Rewrite the entries below, substituting "widest part" for every occurrence of "thickest part" and leaving everything else unchanged. Omit the pictures from your answer.

[Rows from an object pointing dataset]
----------------------------------------
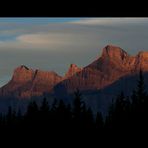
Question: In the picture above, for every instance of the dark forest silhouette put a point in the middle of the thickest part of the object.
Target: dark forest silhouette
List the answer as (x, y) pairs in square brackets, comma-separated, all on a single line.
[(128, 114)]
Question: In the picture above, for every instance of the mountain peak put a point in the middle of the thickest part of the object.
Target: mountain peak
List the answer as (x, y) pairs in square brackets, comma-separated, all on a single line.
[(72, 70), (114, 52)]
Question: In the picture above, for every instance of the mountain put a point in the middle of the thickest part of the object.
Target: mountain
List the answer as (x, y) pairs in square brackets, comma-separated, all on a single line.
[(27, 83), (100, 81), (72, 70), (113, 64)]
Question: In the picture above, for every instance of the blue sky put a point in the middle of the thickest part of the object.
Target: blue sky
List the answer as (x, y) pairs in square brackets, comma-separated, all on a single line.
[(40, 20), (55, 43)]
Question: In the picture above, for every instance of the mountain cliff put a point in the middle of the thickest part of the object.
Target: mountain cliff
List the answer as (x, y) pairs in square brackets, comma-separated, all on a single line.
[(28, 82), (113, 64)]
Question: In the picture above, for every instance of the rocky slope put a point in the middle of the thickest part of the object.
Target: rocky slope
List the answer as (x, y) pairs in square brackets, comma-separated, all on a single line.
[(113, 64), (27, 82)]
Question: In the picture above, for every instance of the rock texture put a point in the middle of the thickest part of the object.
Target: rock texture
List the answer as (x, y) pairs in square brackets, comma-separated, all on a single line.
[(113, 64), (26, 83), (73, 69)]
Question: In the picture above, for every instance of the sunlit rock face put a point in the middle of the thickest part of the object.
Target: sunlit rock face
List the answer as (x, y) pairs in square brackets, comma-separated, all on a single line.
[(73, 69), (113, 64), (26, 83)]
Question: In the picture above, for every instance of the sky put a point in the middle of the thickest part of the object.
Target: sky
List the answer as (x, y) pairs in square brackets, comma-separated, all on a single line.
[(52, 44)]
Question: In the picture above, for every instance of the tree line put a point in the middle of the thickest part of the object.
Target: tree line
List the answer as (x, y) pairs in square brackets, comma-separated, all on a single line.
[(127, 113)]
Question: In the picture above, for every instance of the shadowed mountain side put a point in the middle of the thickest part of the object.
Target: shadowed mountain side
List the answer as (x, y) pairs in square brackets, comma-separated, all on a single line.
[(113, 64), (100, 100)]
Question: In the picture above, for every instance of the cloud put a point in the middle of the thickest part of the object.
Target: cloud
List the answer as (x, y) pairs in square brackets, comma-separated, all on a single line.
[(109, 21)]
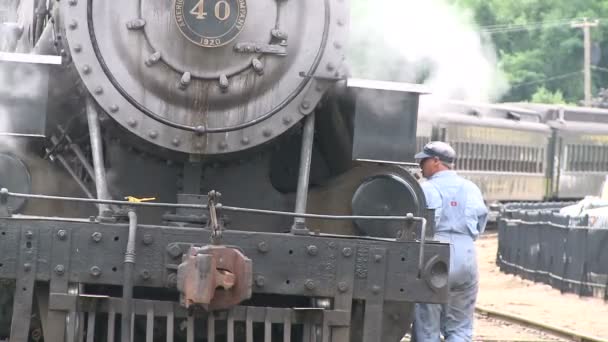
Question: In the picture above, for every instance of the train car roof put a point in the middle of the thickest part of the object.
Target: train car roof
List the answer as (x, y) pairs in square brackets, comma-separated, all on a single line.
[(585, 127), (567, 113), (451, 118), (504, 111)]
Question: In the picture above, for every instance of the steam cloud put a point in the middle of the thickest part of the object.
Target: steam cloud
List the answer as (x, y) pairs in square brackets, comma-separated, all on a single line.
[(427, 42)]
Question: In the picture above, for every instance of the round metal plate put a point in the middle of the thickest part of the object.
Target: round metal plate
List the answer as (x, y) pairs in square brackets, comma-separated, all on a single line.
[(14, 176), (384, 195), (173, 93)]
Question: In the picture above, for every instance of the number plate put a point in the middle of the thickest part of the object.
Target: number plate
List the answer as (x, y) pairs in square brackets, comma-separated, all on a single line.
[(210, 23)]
----------------------------------------
FINAL RESULT:
Question: In the picture above, for every instance of the dark forest silhouette put a point in the middle of the widest part of the object.
Target: dark forest silhouette
List the answer as (x, y) pairs in square brackets, comma-separated, all on a single line.
[(128, 114)]
Question: In the picture above, for every instance of the mountain peak put a point in the middle of the widest part of the object.
Target: mountain peak
List the answer as (x, y) pairs in square brackets, comma-separated, all on a single line.
[(72, 70), (114, 52)]
Question: In the picture above, for every instance of the mountain put a point in the middle of the widest part of the object.
Target: mountain
List the answer as (x, y) pairs in square brackets, comma-separated, all on a single line.
[(27, 83), (100, 81), (72, 70), (113, 64)]
Question: In the picture above, for every instance of the blue sky put a point in the middle of the widest part of the object.
Target: blue sky
List the answer as (x, y) pairs in square brackets, comma-separated, all on a single line.
[(40, 20), (55, 43)]
Question: In the picture above, for every instance of the mountain cliff put a point in the middle of the widest part of the object.
Target: mountain cliff
List the answer as (x, y) pairs in square brackets, comma-separated, all on a single line.
[(28, 82), (113, 64)]
Question: In the picture above, for every instance of the rocky slope put a point in the middle of the widest part of the object.
Target: rocky slope
List the answer as (x, y) pairs in square brackets, comma-separated, all on a single line.
[(113, 64), (27, 82)]
Question: In the picture above, for every instance of the rock texture put a point in the middle of the widest part of the object.
Target: rock texture
List the answer as (x, y) pairs in square brackets, comma-separated, all on a single line.
[(113, 64), (26, 83), (73, 69)]
Question: In the picture above, for every instance of the sunlit rock face put a point in the middle of the widest part of the object.
Target: sunlit rock face
List the answer as (x, y) pairs in square brackets, comma-separated, all on a single line.
[(73, 69), (113, 64), (26, 83)]
Question: In the picture above, for every instance of the sky put a point in the middle of the widest part of the object.
Target: sky
List the answer as (x, y) pairs in square brackets, comma-separated, all on a single line.
[(52, 44)]
Question: In the picture above, for every instance of the tree line put a point in the middle of the widest part of the object.
Target: tree line
List the answer as (x, y) pairs in square brackets, comma-separated, all on a single line.
[(127, 113)]
Question: In the picture above, for every instance of the shadowed mountain side put a point in the middle of the widest part of the object.
Target: shadowed mountain side
List the answer as (x, y) pairs in square brackets, comma-separated, all on a single line.
[(113, 64), (100, 100)]
Question: In the picture above, for every instance of the cloud put a point in the middle of the widest part of the object.
Target: cloud
List the answer as (x, y) pairs in square brackets, comma-separated, all on a single line.
[(109, 21)]
Question: In the picture above, for every instance of the train car roof put a point in the middle of the widest part of the object.
Target: train car roof
List the answer as (x, y) pairs in square brackets, comma-separated, all on a single line.
[(585, 127), (567, 113), (451, 118), (504, 111)]
Question: In the picture above, for every instance of the steam cloud put a point in the middle of the widest part of the object.
Target: steam cloud
List the answer as (x, y) pairs in square brackets, comma-separated, all on a single line.
[(427, 42)]
Question: In the picture above, for every instance of the round metal plate put a point in the middle of the widest part of the object.
Target: round metal plate
List the answer as (x, y) pairs in square brackets, comma-separated, all on a single line.
[(14, 176), (384, 195), (173, 93)]
Question: In the picture above, for every instance of the number plate put a point in the middle of the widest part of the object.
Target: number plate
List the answer as (x, y) pairs in square brackets, comma-separated, all on a single line.
[(210, 23)]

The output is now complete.